Explicit head command should override fetch_size in PPL by ahkcs · Pull Request #5194 · opensearch-project/sql

ahkcs · 2026-02-27T01:08:41Z

Summary

Fixes bug 2 in #5191

When a user's PPL query contains an explicit head command, the fetch_size API parameter should not inject an additional Head node on top. Previously, AstStatementBuilder.visitPplStatement() always wrapped the plan with Head(fetchSize), creating a double-Head that capped results unexpectedly.

Example: source=index | head 100 with fetch_size=5 would only return 5 rows instead of the expected 100 rows, because the outer Head(5) silently overrode the user's explicit head 100.

Test plan

Manual verification via curl on local cluster:
- head 5 + fetch_size=10 → 5 rows ✓
- head 8 + fetch_size=3 → 8 rows ✓ (head overrides fetch_size)
- fetch_size=3 (no head) → 3 rows ✓ (fetch_size still works when no head)

github-actions · 2026-02-27T01:10:04Z

PR Reviewer Guide 🔍

(Review updated until commit `a6e1216`)

::::::::::

What this exercise asks:
1. In the pull request, which method always wrapped the plan with Head(fetchSize) before the fix?
2. Copy the passage of the pull request word for word, from "When a user's" to "(head overrides fetch_size)".

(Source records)
::::::::::

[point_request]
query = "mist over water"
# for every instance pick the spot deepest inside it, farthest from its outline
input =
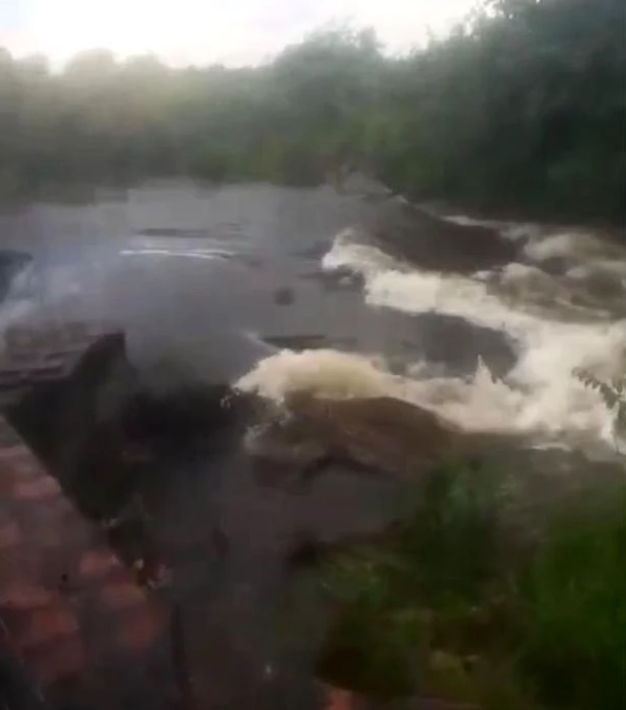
(286, 292)
(557, 323)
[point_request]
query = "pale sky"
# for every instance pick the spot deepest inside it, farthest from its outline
(234, 32)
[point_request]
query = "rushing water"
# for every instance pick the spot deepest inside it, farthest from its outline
(295, 289)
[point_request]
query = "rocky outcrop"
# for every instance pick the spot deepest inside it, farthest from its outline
(412, 234)
(383, 435)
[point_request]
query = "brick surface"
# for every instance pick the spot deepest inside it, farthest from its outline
(72, 612)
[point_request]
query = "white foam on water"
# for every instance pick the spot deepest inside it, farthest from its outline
(541, 396)
(329, 374)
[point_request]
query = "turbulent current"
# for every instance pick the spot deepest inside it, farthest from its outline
(287, 292)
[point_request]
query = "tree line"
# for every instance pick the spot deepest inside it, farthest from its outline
(521, 107)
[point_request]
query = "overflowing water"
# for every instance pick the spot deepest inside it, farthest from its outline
(540, 397)
(288, 292)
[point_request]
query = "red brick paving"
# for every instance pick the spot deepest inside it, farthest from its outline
(73, 614)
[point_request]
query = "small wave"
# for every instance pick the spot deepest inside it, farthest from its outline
(190, 254)
(320, 374)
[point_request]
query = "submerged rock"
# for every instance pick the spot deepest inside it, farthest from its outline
(412, 234)
(383, 435)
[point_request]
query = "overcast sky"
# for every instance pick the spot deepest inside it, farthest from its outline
(202, 31)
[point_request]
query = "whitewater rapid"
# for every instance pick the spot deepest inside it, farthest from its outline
(540, 398)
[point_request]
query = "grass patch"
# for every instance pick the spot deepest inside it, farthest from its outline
(471, 607)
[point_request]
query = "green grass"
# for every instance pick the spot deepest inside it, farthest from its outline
(466, 607)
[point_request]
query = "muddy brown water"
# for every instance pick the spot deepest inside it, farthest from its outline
(204, 281)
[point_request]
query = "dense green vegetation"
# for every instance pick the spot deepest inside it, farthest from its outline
(521, 107)
(468, 606)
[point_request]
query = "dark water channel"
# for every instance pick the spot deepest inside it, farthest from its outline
(203, 281)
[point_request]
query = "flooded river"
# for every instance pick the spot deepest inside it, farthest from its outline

::::::::::

Answer set:
1. AstStatementBuilder.visitPplStatement()

2.
When a user's PPL query contains an explicit head command, the fetch_size API parameter should not inject an additional Head node on top. Previously, AstStatementBuilder.visitPplStatement() always wrapped the plan with Head(fetchSize), creating a double-Head that capped results unexpectedly.

Example: source=index | head 100 with fetch_size=5 would only return 5 rows instead of the expected 100 rows, because the outer Head(5) silently overrode the user's explicit head 100.

Test plan

Manual verification via curl on local cluster:
- head 5 + fetch_size=10 → 5 rows ✓
- head 8 + fetch_size=3 → 8 rows ✓ (head overrides fetch_size)